(Records from a dataset)
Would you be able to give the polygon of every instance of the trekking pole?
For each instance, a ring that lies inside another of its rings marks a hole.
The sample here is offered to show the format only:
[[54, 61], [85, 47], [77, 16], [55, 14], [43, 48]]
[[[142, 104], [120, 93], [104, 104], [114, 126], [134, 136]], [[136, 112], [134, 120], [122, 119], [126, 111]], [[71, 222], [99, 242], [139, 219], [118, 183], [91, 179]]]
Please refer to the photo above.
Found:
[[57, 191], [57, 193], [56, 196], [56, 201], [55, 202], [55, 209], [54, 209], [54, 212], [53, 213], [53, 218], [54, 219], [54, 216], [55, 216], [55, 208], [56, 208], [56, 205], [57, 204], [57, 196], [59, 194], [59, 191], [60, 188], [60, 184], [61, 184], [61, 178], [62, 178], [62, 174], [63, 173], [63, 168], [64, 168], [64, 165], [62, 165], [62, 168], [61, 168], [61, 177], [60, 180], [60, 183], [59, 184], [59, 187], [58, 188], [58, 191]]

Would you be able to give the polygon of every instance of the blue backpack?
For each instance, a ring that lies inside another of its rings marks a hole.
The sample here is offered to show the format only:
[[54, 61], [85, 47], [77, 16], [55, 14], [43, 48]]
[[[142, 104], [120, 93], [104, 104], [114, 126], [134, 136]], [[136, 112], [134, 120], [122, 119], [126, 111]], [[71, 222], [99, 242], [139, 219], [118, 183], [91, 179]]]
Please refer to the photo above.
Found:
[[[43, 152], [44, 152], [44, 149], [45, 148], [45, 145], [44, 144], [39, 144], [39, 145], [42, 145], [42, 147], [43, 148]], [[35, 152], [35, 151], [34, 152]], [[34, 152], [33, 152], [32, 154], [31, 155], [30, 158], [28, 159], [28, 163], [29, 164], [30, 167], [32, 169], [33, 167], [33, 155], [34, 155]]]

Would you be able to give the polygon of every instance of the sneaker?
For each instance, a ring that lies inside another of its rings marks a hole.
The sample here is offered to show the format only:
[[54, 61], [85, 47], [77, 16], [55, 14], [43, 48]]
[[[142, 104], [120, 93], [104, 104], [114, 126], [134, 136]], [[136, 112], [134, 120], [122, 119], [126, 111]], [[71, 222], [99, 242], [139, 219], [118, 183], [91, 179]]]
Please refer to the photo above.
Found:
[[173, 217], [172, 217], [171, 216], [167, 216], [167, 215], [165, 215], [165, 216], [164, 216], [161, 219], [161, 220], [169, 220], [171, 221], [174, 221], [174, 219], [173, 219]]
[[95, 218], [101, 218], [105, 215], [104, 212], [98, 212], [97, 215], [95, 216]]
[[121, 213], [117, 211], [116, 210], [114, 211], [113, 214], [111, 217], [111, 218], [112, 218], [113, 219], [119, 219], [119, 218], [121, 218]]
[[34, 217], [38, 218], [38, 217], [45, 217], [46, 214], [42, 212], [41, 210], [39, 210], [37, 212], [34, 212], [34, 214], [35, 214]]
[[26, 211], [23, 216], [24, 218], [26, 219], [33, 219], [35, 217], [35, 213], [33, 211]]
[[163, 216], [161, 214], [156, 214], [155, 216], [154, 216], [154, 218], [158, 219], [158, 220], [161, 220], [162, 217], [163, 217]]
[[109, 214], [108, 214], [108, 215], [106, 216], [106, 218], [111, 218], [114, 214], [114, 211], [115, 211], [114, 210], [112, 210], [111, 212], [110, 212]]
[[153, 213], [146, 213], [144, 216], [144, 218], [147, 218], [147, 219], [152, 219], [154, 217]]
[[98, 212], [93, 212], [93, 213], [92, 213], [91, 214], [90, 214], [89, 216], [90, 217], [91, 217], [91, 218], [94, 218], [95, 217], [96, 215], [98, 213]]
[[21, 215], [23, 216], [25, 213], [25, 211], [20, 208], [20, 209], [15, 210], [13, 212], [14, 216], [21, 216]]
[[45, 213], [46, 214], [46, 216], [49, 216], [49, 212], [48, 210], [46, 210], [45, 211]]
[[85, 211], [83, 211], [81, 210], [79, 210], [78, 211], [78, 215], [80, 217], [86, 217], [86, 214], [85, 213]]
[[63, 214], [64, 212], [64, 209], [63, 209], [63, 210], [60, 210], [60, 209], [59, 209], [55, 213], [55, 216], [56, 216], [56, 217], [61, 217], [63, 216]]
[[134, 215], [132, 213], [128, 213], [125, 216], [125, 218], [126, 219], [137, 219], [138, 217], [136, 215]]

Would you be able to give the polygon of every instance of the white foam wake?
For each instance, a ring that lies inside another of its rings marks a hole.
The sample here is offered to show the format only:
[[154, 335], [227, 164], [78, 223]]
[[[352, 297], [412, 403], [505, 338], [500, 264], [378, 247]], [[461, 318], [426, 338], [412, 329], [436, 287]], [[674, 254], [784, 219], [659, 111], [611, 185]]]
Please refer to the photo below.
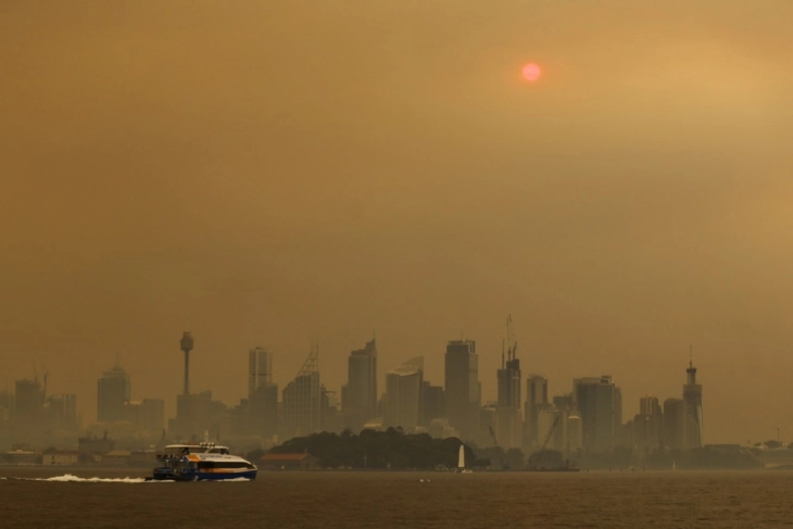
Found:
[[68, 481], [79, 483], [144, 483], [144, 478], [78, 478], [72, 474], [52, 478], [32, 478], [32, 481]]

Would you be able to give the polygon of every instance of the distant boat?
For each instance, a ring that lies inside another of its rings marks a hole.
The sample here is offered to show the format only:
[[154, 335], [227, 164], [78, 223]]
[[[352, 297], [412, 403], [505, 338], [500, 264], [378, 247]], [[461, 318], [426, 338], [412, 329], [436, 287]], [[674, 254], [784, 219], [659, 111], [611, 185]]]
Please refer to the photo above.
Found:
[[156, 456], [158, 466], [147, 480], [206, 481], [218, 479], [256, 479], [256, 466], [228, 453], [215, 443], [168, 444]]
[[473, 474], [474, 470], [465, 468], [465, 444], [460, 445], [460, 455], [457, 456], [457, 473], [460, 474]]

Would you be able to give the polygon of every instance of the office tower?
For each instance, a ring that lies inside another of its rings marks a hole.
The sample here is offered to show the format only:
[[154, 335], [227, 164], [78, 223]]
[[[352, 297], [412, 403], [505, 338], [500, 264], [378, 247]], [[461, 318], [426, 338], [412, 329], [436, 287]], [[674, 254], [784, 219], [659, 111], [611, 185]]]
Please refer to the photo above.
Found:
[[165, 401], [162, 399], [128, 402], [125, 413], [126, 420], [133, 425], [138, 437], [159, 438], [162, 436], [165, 426]]
[[424, 356], [408, 360], [386, 375], [383, 426], [415, 432], [421, 421]]
[[499, 401], [496, 406], [496, 431], [499, 444], [505, 449], [523, 445], [523, 421], [520, 420], [520, 361], [516, 357], [517, 344], [501, 355], [501, 369], [496, 373]]
[[273, 383], [273, 353], [264, 348], [248, 352], [248, 396], [252, 396], [260, 386]]
[[264, 439], [278, 434], [278, 385], [260, 385], [248, 399], [249, 428]]
[[298, 376], [284, 388], [284, 420], [280, 421], [282, 425], [279, 425], [284, 440], [319, 431], [320, 408], [319, 349], [312, 345], [312, 351]]
[[567, 453], [570, 456], [581, 450], [582, 446], [581, 417], [569, 415], [567, 417]]
[[649, 452], [664, 445], [664, 414], [658, 399], [639, 399], [639, 415], [633, 418], [633, 442], [638, 450]]
[[367, 420], [377, 417], [377, 344], [374, 338], [364, 349], [350, 353], [347, 367], [341, 411], [347, 417], [347, 426], [357, 431]]
[[[14, 394], [9, 390], [0, 391], [0, 425], [7, 425], [11, 423], [11, 418], [14, 416]], [[0, 429], [8, 431], [7, 428]]]
[[172, 436], [182, 441], [202, 441], [204, 432], [213, 436], [217, 431], [216, 417], [224, 404], [212, 400], [212, 391], [176, 395], [175, 431]]
[[185, 391], [184, 394], [190, 394], [190, 351], [192, 351], [193, 340], [189, 331], [181, 335], [179, 347], [185, 352]]
[[664, 401], [664, 444], [669, 450], [685, 448], [685, 403], [682, 399]]
[[685, 448], [702, 446], [702, 385], [696, 383], [696, 367], [693, 358], [689, 360], [685, 369], [687, 382], [683, 386], [685, 405]]
[[524, 411], [524, 448], [528, 451], [542, 442], [539, 439], [537, 417], [547, 405], [547, 380], [540, 375], [526, 379], [526, 408]]
[[446, 401], [445, 393], [441, 386], [432, 386], [428, 380], [424, 381], [421, 389], [421, 425], [429, 426], [432, 419], [445, 418]]
[[33, 424], [41, 419], [45, 391], [38, 379], [17, 380], [15, 383], [14, 417], [17, 424]]
[[102, 374], [97, 382], [97, 420], [115, 423], [124, 420], [124, 404], [129, 402], [131, 385], [129, 375], [115, 366]]
[[495, 437], [495, 429], [499, 427], [495, 418], [496, 402], [486, 402], [479, 408], [479, 436], [476, 441], [479, 446], [498, 446], [499, 440]]
[[56, 394], [47, 399], [48, 421], [55, 430], [74, 430], [77, 428], [77, 395]]
[[463, 440], [479, 433], [479, 355], [474, 340], [452, 340], [446, 344], [446, 416]]
[[336, 391], [329, 391], [322, 385], [320, 403], [320, 428], [323, 431], [341, 433], [344, 430], [343, 415], [341, 414], [341, 402]]
[[615, 387], [612, 377], [577, 378], [572, 394], [581, 416], [581, 438], [587, 452], [614, 449]]
[[614, 445], [626, 445], [622, 427], [622, 389], [617, 386], [614, 387]]

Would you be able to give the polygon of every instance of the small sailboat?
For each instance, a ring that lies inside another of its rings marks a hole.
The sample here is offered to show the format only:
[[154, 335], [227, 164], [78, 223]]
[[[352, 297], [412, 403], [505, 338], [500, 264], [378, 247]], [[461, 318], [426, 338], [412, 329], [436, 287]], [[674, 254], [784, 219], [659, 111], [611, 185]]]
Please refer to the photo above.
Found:
[[457, 473], [458, 474], [473, 474], [474, 470], [465, 468], [465, 444], [460, 445], [460, 455], [457, 456]]

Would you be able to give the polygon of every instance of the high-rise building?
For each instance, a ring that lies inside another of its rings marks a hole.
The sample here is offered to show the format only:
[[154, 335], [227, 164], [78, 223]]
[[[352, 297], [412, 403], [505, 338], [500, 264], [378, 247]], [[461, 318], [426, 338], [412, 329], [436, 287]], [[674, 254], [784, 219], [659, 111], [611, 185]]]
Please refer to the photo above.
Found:
[[129, 375], [121, 366], [102, 374], [97, 382], [97, 420], [115, 423], [124, 420], [124, 404], [129, 402], [131, 386]]
[[540, 410], [547, 406], [547, 379], [540, 375], [529, 375], [526, 379], [526, 407], [524, 410], [524, 448], [526, 451], [539, 445], [537, 417]]
[[284, 440], [303, 437], [322, 427], [322, 386], [319, 383], [319, 350], [312, 345], [303, 367], [284, 388], [282, 415], [279, 429]]
[[452, 340], [446, 344], [446, 416], [464, 440], [479, 433], [479, 355], [474, 340]]
[[496, 431], [499, 444], [505, 449], [520, 448], [524, 437], [520, 420], [520, 361], [516, 353], [516, 345], [506, 351], [506, 358], [502, 353], [501, 369], [496, 373]]
[[428, 380], [424, 381], [421, 389], [421, 424], [430, 426], [432, 419], [445, 418], [446, 401], [443, 387], [432, 386]]
[[702, 385], [696, 383], [696, 367], [689, 360], [685, 369], [687, 382], [683, 386], [683, 403], [685, 405], [685, 448], [702, 446]]
[[581, 417], [569, 415], [567, 417], [567, 452], [565, 455], [569, 457], [581, 450]]
[[200, 441], [204, 433], [216, 433], [216, 418], [222, 407], [223, 403], [212, 400], [210, 390], [176, 395], [176, 418], [168, 427], [171, 434], [184, 441]]
[[251, 398], [260, 386], [273, 383], [273, 353], [264, 348], [248, 352], [248, 396]]
[[75, 430], [77, 424], [77, 395], [56, 394], [47, 399], [48, 421], [55, 430]]
[[421, 424], [424, 356], [408, 360], [386, 375], [383, 426], [413, 433]]
[[179, 348], [185, 353], [185, 391], [182, 394], [186, 395], [190, 394], [190, 351], [192, 351], [193, 344], [192, 333], [187, 330], [182, 332]]
[[639, 399], [639, 415], [633, 418], [633, 442], [637, 450], [645, 453], [664, 445], [664, 413], [656, 396]]
[[587, 452], [614, 449], [615, 386], [612, 377], [577, 378], [572, 394], [581, 416], [581, 438]]
[[[10, 424], [13, 416], [14, 394], [9, 390], [0, 390], [0, 426]], [[0, 429], [0, 437], [8, 430], [8, 428]]]
[[14, 399], [14, 417], [18, 425], [32, 425], [41, 420], [45, 406], [45, 391], [38, 379], [17, 380]]
[[347, 362], [347, 385], [341, 390], [341, 411], [347, 426], [357, 431], [377, 416], [377, 344], [352, 351]]
[[664, 445], [669, 450], [685, 448], [685, 403], [682, 399], [664, 401]]

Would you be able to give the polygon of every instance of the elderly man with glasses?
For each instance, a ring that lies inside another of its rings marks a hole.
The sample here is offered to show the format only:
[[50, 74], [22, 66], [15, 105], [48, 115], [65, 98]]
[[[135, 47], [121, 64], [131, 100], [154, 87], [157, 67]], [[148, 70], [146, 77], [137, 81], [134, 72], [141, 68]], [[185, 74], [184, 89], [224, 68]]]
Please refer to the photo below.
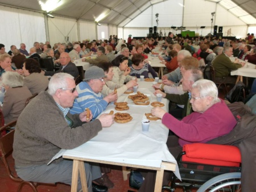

### YOUR TASK
Arrange the lines from the one containing "man with glasses?" through the end of the material as a numbered list, skipping any blank lines and leaving out the picture.

### CORRECT RESULT
1. Would you be able to give the polygon of every instance of the elderly man with glasses?
2. For each instance, a ring that lies inside another of its rings marks a hole.
3. The sample here is offered to show the format only:
4. [[50, 74], [22, 66], [15, 105], [48, 115], [65, 98]]
5. [[[135, 47], [121, 64], [131, 100], [154, 87], [157, 67]], [[148, 70], [146, 77], [137, 81], [134, 72], [141, 68]], [[185, 74], [184, 89], [224, 68]]]
6. Please refer to the photo below.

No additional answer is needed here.